*YOUR GOAL:* Reproduce every record exactly as written.

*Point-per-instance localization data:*
BEGIN
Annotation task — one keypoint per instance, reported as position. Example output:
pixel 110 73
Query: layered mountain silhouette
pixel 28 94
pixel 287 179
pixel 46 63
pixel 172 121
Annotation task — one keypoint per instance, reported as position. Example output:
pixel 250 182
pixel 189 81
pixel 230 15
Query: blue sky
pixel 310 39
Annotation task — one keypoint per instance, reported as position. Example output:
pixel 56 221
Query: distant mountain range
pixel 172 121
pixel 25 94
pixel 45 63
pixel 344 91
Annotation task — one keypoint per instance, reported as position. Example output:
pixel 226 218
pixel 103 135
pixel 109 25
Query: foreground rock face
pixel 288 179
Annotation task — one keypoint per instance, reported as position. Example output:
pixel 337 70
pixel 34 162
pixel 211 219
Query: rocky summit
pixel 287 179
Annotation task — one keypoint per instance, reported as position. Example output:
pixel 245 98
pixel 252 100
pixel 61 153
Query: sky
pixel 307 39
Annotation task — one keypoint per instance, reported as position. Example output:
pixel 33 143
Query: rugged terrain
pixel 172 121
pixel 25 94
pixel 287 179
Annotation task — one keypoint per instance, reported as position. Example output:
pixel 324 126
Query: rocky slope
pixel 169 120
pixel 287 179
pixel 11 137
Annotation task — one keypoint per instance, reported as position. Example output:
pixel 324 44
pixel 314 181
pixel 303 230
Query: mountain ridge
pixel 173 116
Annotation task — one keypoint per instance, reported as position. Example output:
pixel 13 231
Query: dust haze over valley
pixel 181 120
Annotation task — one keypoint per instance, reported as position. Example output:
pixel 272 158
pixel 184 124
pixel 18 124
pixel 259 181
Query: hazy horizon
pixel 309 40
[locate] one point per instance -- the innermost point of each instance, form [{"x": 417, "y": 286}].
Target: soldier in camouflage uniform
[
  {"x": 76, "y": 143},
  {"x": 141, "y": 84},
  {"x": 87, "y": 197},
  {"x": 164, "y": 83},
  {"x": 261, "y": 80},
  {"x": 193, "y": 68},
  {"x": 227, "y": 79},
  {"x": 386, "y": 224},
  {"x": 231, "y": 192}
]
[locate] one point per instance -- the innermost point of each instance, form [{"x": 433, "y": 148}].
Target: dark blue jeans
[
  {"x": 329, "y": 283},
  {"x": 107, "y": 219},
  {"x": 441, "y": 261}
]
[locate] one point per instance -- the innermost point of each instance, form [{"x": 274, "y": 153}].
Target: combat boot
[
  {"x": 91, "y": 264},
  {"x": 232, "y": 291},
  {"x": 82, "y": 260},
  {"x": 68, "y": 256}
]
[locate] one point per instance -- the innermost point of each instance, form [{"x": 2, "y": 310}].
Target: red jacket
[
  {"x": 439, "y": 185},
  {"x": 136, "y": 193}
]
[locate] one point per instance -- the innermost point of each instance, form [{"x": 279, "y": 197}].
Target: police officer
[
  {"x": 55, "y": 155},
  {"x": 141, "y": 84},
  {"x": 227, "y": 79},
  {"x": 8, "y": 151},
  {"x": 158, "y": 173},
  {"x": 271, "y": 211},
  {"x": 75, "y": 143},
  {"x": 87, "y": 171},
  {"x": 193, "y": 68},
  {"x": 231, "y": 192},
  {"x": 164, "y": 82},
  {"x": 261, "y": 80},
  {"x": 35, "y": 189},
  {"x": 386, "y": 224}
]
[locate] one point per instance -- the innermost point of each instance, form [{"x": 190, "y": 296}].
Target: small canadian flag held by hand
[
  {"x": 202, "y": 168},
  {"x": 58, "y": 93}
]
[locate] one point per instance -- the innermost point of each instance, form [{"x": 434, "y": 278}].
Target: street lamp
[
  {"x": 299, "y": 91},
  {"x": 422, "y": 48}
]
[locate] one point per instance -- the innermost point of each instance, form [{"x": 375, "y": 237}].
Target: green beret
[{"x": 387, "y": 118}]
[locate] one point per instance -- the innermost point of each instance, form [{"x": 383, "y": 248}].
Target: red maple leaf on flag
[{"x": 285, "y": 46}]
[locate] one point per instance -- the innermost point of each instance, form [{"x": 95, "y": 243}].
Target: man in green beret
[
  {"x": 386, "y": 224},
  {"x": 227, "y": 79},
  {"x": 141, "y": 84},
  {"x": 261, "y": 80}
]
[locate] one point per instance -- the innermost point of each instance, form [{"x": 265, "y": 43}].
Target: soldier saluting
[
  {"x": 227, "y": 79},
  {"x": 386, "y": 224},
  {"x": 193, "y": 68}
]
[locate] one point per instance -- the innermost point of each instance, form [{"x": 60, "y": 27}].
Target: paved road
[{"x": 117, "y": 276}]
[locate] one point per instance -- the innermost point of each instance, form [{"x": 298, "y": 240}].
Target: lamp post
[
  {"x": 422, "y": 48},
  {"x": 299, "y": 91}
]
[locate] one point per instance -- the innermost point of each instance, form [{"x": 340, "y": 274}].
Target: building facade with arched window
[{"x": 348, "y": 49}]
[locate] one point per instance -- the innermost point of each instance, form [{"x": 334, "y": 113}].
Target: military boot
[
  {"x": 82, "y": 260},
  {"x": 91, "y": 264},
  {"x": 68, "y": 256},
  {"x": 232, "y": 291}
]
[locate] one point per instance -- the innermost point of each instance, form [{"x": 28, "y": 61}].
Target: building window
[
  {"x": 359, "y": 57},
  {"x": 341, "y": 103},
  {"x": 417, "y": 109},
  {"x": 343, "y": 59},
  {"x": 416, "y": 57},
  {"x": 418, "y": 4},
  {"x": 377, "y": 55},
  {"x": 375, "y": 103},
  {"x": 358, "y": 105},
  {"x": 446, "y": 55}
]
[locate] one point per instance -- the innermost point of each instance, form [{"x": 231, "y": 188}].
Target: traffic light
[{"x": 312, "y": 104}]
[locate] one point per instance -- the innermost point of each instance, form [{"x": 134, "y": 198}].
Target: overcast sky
END
*RESULT:*
Annotation task — one keypoint per instance, reported as position. Example output:
pixel 110 73
Query: layered mountain silhouette
pixel 28 94
pixel 287 179
pixel 46 63
pixel 172 121
Annotation task — one keypoint per instance, reported as position. Example output:
pixel 250 182
pixel 189 81
pixel 230 15
Query: blue sky
pixel 310 39
Annotation task — one keypoint per instance, reported as position. Example output:
pixel 56 221
Query: distant mountain range
pixel 172 121
pixel 25 94
pixel 45 63
pixel 344 91
Annotation task — one keypoint per instance, reported as position. Example output:
pixel 226 218
pixel 103 135
pixel 109 25
Query: foreground rock face
pixel 288 179
Annotation task — one keypoint per instance, reported as position. Example output:
pixel 337 70
pixel 34 162
pixel 211 219
Query: rocky summit
pixel 287 179
Annotation task — one keypoint per instance, reported as position. Example output:
pixel 245 98
pixel 252 100
pixel 61 153
Query: sky
pixel 307 39
Annotation task — one keypoint per instance, reported as position. Example output:
pixel 33 143
Query: rugged terrain
pixel 172 121
pixel 25 94
pixel 287 179
Annotation task — one keypoint per instance, reported as position. Example output:
pixel 324 126
Query: rocky slope
pixel 169 120
pixel 287 179
pixel 11 137
Annotation task — one keypoint per instance, reported as position. Example output:
pixel 324 44
pixel 314 181
pixel 303 230
Query: mountain ridge
pixel 173 116
Annotation task — one keypoint per instance, reported as position. Example output:
pixel 13 231
Query: dust haze over valley
pixel 181 120
Annotation task — one keypoint per instance, reported as position. Example output:
pixel 272 158
pixel 184 124
pixel 18 124
pixel 259 181
Query: hazy horizon
pixel 309 40
[locate] one point per instance -- the innermost point of each instance, form [{"x": 417, "y": 286}].
Target: soldier in camouflage uniform
[
  {"x": 76, "y": 143},
  {"x": 141, "y": 84},
  {"x": 87, "y": 197},
  {"x": 164, "y": 83},
  {"x": 261, "y": 80},
  {"x": 193, "y": 68},
  {"x": 227, "y": 79},
  {"x": 386, "y": 224},
  {"x": 231, "y": 192}
]
[locate] one point per instance -- the innermost point of each instance, form [{"x": 433, "y": 148}].
Target: dark blue jeans
[
  {"x": 329, "y": 283},
  {"x": 107, "y": 219},
  {"x": 441, "y": 261}
]
[locate] one point per instance -- the innermost point of each instance, form [{"x": 274, "y": 153}].
Target: combat boot
[
  {"x": 91, "y": 264},
  {"x": 232, "y": 291},
  {"x": 82, "y": 260},
  {"x": 68, "y": 256}
]
[locate] one point per instance -- the innermost point of each instance, form [{"x": 2, "y": 310}].
Target: red jacket
[
  {"x": 439, "y": 185},
  {"x": 136, "y": 193}
]
[locate] one point per instance -- the innermost point of each instance, form [{"x": 279, "y": 197}].
Target: police officer
[
  {"x": 55, "y": 155},
  {"x": 141, "y": 84},
  {"x": 227, "y": 79},
  {"x": 8, "y": 151},
  {"x": 158, "y": 173},
  {"x": 271, "y": 211},
  {"x": 75, "y": 143},
  {"x": 87, "y": 171},
  {"x": 193, "y": 68},
  {"x": 231, "y": 192},
  {"x": 164, "y": 82},
  {"x": 261, "y": 80},
  {"x": 35, "y": 189},
  {"x": 386, "y": 224}
]
[locate] one point per instance -- the innermost point of each instance, form [{"x": 190, "y": 296}].
Target: small canadian flag held by hand
[
  {"x": 202, "y": 168},
  {"x": 58, "y": 93}
]
[locate] one point per instance -- the innermost point of each instance, form [{"x": 434, "y": 278}].
Target: street lamp
[
  {"x": 299, "y": 91},
  {"x": 422, "y": 48}
]
[locate] one point per instance -- the innermost point of each instance, form [{"x": 375, "y": 237}].
Target: green beret
[{"x": 387, "y": 118}]
[locate] one point per instance -- the innermost point of each instance, form [{"x": 383, "y": 248}].
Target: red maple leaf on flag
[{"x": 285, "y": 46}]
[locate] one point per instance -- the innermost point of each instance, form [{"x": 95, "y": 243}].
Target: man in green beret
[
  {"x": 386, "y": 224},
  {"x": 227, "y": 79},
  {"x": 141, "y": 84},
  {"x": 261, "y": 80}
]
[locate] one point per instance -- the innermost point of each instance, form [{"x": 265, "y": 43}].
Target: soldier saluting
[
  {"x": 227, "y": 79},
  {"x": 386, "y": 224},
  {"x": 193, "y": 68}
]
[locate] one point per instance -- the innermost point of each instance, form [{"x": 60, "y": 27}].
Target: paved road
[{"x": 117, "y": 276}]
[locate] one point per instance -- the innermost point of each instance, form [{"x": 298, "y": 240}].
Target: lamp post
[
  {"x": 422, "y": 48},
  {"x": 299, "y": 91}
]
[locate] one point per instance -- the innermost point of each instance, form [{"x": 340, "y": 274}].
Target: building facade with arched window
[{"x": 348, "y": 49}]
[locate] one point per instance -- the innermost point of each instance, form [{"x": 334, "y": 113}].
Target: military boot
[
  {"x": 82, "y": 260},
  {"x": 91, "y": 264},
  {"x": 68, "y": 256},
  {"x": 232, "y": 291}
]
[locate] one point per instance -- the innermost point of each instance, form [{"x": 28, "y": 61}].
Target: building window
[
  {"x": 359, "y": 57},
  {"x": 341, "y": 103},
  {"x": 417, "y": 109},
  {"x": 343, "y": 59},
  {"x": 416, "y": 57},
  {"x": 418, "y": 4},
  {"x": 377, "y": 55},
  {"x": 375, "y": 103},
  {"x": 358, "y": 105},
  {"x": 446, "y": 55}
]
[locate] one point per instance -- the innermost point of each instance, form [{"x": 231, "y": 188}].
Target: traffic light
[{"x": 312, "y": 104}]
[locate] one point per instance -- the innermost point of each instance, form [{"x": 134, "y": 198}].
Target: overcast sky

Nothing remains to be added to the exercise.